Source excerpt:
Opinion
1:18-cv-984-SB
04-14-2022
Mark J. Shotwell, Newark, Delaware, Pro se Plaintiff. Kenneth Lee-Kay Wan, Deputy Attorney General, DELAWARE DEPARTMENT OF JUSTICE, Wilmington, Delaware, Counsel for Defendants.
Mark J. Shotwell, Newark, Delaware, Pro se Plaintiff.
Kenneth Lee-Kay Wan, Deputy Attorney General, DELAWARE DEPARTMENT OF JUSTICE, Wilmington, Delaware, Counsel for Defendants.
MEMORANDUM OPINION
BIBAS, Circuit Judge, sitting by designation.
Civil plaintiffs have no right to court-appointed counsel. Yet lawyers are expensive. So if a plaintiff cannot afford one or master his case alone, a court may appoint counsel. But this case is straightforward, and the plaintiff has shown that he can manage it himself. So I deny his request for a lawyer.
The police arrested Mark Shotwell, then searched his home and electronics. D.I. 28, at 1-2. Shotwell thought that the electronics search was unreasonable and that the officers handcuffed him with excessive force. Id. at 2. So he sued them pro se. D.I. 17. He now asks me to appoint counsel. D.I. 64.
I have broad discretion to decide whether to appoint counsel Parkell v. Danberg, 833 F.3d 313, 340 (3d Cir. 2016); 28 U.S.C. § 1915(e)(1). But that discretion is bounded by a two-step test. Tabron v. Grace, 6 F.3d 147, 156 (3d Cir. 1993).
First, I ask a threshold question. Does Shotwell's case have “some arguable merit”? Parkell, 833 F.3d at 340. Yes: he survived a motion to dismiss. D.I. 29; D.I. 28, at 22. His case thus “easily” passes the first step. Powell v. Symons, 680 F.3d 301, 308 n.5 (3d Cir. 2012).
Second, I assess “the need for appointed counsel” by balancing six factors. Tabron, 6 F.3d at 155-57. Here, they cut in different directions.
I start with “[p]erhaps the most significant” factor: Shotwell's ability to present his case. Montgomery v. Pinchak, 294 F.3d 492, 501 (3d Cir. 2002). To decide if he is up to the job, I look to his “education, literacy, prior work ... and ... litigation experience.”. Id. That consideration weighs against appointing counsel. Id. So far, Shotwell has admirably presented his case. He has “file[d] and respond[ed] to motions, ” which “indicate[s] . some legal knowledge.” Id. Plus, he has experience in court. See, e.g., Shotwell v. Del. Dep't of Justice, 2016 WL 6901359 (D. Del. Nov. 22, 2016); Shotwell v. Sapp, 2019 WL 1056272 (D. Del. Mar. 6, 2019). Cf. Montgomery, 294 F.3d at 502 (favoring counsel when it was plaintiff's first case).

Written problem A:
Condense the paragraph of the memorandum opinion that begins "The police arrested Mark Shotwell" into a short bulleted list that keeps its main facts.
Written problem B:
Answer these questions from the memorandum opinion:
(i) Who is listed as counsel for the defendants?
(ii) What event shows that Shotwell's case has "some arguable merit"?
(iii) How many factors are balanced in the second step of the test?
Written problem C:
Extend the memorandum opinion, starting after its last sentence.
The items below the memorandum opinion were taken from a separate source.

[Coordinate annotation items]
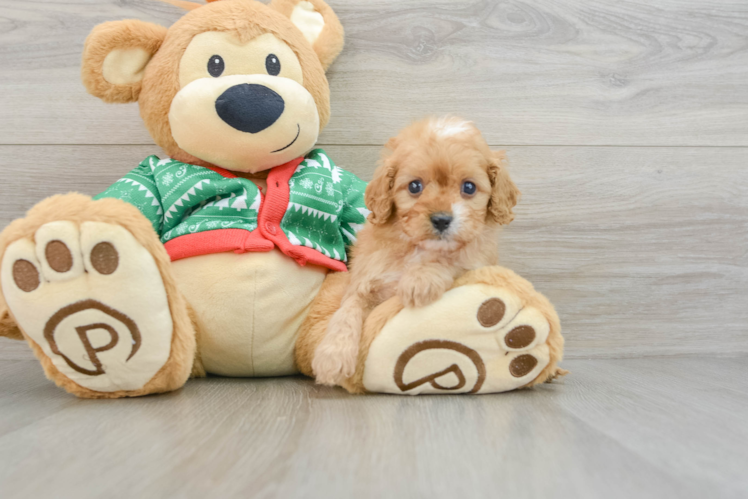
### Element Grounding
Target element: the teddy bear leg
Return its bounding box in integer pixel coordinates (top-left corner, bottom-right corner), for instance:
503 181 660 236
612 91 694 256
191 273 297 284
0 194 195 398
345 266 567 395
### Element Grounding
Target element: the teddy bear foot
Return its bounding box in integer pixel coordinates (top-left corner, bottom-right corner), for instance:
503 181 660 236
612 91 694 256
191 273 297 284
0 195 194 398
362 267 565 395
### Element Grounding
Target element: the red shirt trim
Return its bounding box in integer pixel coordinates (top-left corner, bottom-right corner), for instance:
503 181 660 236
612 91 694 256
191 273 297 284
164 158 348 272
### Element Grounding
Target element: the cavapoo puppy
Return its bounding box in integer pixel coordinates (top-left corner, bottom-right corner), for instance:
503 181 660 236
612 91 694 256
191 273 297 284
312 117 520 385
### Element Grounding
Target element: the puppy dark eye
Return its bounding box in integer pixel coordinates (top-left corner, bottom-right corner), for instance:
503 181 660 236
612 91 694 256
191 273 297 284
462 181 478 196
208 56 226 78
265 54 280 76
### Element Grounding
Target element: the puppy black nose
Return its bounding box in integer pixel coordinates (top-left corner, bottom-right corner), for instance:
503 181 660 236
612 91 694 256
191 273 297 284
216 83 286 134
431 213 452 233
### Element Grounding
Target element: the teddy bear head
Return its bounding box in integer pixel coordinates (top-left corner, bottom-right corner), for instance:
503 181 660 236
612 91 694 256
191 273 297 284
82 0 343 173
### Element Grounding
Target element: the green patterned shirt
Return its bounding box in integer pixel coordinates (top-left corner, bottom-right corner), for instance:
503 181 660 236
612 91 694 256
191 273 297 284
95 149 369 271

---

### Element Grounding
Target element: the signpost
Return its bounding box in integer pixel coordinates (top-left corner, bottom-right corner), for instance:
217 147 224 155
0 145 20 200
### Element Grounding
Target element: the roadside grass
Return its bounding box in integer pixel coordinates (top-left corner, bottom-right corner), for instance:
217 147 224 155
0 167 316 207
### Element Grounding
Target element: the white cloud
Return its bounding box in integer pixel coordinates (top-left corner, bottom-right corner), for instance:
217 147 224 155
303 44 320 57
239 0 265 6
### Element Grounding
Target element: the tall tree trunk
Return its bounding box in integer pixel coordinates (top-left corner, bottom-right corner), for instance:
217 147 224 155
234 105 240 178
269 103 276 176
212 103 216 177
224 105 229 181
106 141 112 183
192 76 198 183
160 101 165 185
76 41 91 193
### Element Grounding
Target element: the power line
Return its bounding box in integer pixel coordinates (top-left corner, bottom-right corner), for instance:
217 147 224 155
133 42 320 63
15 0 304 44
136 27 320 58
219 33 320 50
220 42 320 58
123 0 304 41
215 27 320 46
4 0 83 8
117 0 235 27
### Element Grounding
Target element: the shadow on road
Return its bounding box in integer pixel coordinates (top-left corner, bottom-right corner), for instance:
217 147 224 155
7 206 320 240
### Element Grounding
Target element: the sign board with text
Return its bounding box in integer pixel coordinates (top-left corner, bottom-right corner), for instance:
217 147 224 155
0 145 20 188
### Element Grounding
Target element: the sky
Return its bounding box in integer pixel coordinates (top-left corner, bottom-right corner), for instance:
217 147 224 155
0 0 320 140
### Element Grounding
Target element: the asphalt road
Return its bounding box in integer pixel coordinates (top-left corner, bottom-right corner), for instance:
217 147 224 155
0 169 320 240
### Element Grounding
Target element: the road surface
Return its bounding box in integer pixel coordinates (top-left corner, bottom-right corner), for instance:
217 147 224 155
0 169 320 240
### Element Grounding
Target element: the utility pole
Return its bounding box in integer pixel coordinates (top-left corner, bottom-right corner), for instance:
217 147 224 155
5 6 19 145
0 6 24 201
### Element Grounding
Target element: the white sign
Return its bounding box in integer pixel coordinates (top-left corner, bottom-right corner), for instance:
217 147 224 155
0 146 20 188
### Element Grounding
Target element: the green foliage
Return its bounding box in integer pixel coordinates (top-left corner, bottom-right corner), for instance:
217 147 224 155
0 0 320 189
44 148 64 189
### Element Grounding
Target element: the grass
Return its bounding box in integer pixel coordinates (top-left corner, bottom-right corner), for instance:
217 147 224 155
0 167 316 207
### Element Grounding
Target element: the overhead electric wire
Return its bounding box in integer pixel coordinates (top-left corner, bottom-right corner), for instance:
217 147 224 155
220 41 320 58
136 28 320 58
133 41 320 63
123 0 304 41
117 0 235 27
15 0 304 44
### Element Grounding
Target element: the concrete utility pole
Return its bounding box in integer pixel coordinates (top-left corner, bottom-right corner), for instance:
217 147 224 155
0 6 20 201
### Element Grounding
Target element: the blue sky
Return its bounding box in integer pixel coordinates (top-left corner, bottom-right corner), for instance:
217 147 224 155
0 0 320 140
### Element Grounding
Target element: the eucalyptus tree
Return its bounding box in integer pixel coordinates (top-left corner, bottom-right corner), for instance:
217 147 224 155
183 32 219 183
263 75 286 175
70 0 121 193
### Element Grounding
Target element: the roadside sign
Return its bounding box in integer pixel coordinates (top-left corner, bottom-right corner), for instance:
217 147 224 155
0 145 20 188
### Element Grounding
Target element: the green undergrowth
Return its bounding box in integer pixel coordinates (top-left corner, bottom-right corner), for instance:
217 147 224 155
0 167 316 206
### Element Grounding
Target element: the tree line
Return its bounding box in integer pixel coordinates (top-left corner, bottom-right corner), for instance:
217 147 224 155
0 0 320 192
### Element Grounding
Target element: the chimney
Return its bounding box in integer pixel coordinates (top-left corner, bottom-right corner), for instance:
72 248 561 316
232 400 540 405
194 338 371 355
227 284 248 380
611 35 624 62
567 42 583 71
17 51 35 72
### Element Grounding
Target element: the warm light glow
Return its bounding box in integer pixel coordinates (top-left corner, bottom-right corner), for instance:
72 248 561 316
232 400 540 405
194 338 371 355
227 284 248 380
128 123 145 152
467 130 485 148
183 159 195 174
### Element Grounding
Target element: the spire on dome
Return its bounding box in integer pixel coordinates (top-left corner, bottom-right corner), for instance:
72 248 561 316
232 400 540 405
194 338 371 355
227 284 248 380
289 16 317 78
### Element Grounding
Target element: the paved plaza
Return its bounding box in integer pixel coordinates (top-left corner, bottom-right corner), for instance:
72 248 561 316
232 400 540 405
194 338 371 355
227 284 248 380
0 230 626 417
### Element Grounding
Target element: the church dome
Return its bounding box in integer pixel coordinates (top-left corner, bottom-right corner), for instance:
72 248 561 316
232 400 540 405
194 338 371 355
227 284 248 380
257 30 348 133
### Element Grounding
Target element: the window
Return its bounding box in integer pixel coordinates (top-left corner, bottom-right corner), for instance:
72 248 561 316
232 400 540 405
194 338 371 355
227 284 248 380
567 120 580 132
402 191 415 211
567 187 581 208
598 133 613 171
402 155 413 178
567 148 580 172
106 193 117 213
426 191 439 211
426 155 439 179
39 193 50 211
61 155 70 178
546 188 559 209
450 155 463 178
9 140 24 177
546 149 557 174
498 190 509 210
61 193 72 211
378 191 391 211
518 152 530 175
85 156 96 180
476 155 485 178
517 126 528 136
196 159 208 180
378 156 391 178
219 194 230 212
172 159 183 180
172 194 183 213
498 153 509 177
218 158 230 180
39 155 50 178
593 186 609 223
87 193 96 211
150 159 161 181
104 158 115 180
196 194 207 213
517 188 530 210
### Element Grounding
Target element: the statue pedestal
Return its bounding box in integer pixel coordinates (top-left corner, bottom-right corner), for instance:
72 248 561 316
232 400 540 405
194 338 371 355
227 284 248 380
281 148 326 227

Final answer A:
- Police arrested Mark Shotwell and searched his home and electronics.
- Shotwell considered the electronics search unreasonable and believed the officers used excessive force in handcuffing him.
- He sued the officers pro se.
- He now asks the court to appoint counsel.

Final answer B:
(i) Kenneth Lee-Kay Wan, Deputy Attorney General, Delaware Department of Justice.
(ii) He survived a motion to dismiss.
(iii) Six.

Final answer C:
True, Shotwell cites some “mental health difficulties.” D.I. 64, at 2. But there is no evidence that he is incompetent. Cf. Powell, 680 F.3d at 308-09 (reversing and remanding denial of counsel given evidence of incompetence). Indeed, despite his difficulties, Shotwell's “submissions demonstrate he is able to adequately present his case.” Monroe v. Bryan, 881 F.Supp.2d 623, 628-29 (D. Del. 2012) (denying counsel for competent plaintiff with “coherent and logical” filings).
The second factor also cuts against counsel: the legal issues are not complex. See Tabron, 6 F.3d at 156. Shotwell's excessive-force claim will not raise hard legal questions. See Monroe, 881 F.Supp.2d at 629 (same). Nor will his unreasonable-search claim. Plus, though some digital-search cases may raise novel questions, this one does not. At its core, Shotwell's digital-search claim challenges the reasonableness of the officers' search terms. D.I. 17, at 7-8, 22; D.I. 28, at 15. And this Circuit has treated “the reasonableness of searches” as manageable for pro se litigants. Parkell, 833 F.3d at 341.
The third factor-the need to investigate and Shotwell's ability to manage it-is neutral. See Tabron, 6 F.3d at 156. On the one hand, Shotwell claims that the officers handcuffed him too tightly. D.I. 17, at 6. That needs minimal factfinding. Cf. Parham v. Johnson, 126 F.3d 454, 460 (3d Cir. 1997) (favoring counsel in cases with “complex facts ... that even most lawyers struggle to comprehend”). Indeed, Shotwell has capably handled discovery so far. See, e.g., D.I. 63 (making 35 detailed requests for documents). Still, Shotwell's unreasonable-search claim might involve technical discovery. D.I. 17, at 20-22. And that may be hard to collect and analyze.
The next factor-how much the case involves credibility-is also a wash. Tabron, 6 F.3d at 156. Skillful lawyering is often required to challenge witness testimony. And while the excessive-force claim may turn on witness reliability, the unreasonable-search claim likely will not. So because this case is not “solely a swearing contest ... this factor alone does not encourage the appointment of counsel.” Parham, 126 F.3d at 460 (emphasis added).
And the last two factors tip in Shotwell's favor. First, Shotwell's ability to get counsel is limited. See Tabron, 6 F.3d at 157 n.5. He cannot afford counsel and has failed to locate any volunteers. D.I. 64, at 1. Then, consider the need for experts. Shotwell's excessive-force claim probably does not need experts. Yet his digital search claim may, given its technical nature. D.I. 64, at 4. And counsel can wrangle experts better than indigent litigants can. Montgomery, 294 F.3d at 505.
In sum, two factors favor appointing counsel, two cut against, and two are neutral. But the “most significant” factor cuts against appointment. Montgomery, 294 F.3d at 501. Plus, “the pool of qualified attorneys . is a finite commodity, ” and I must be “discerning[]” in deciding whether to appoint counsel. Id. at 505 n.10.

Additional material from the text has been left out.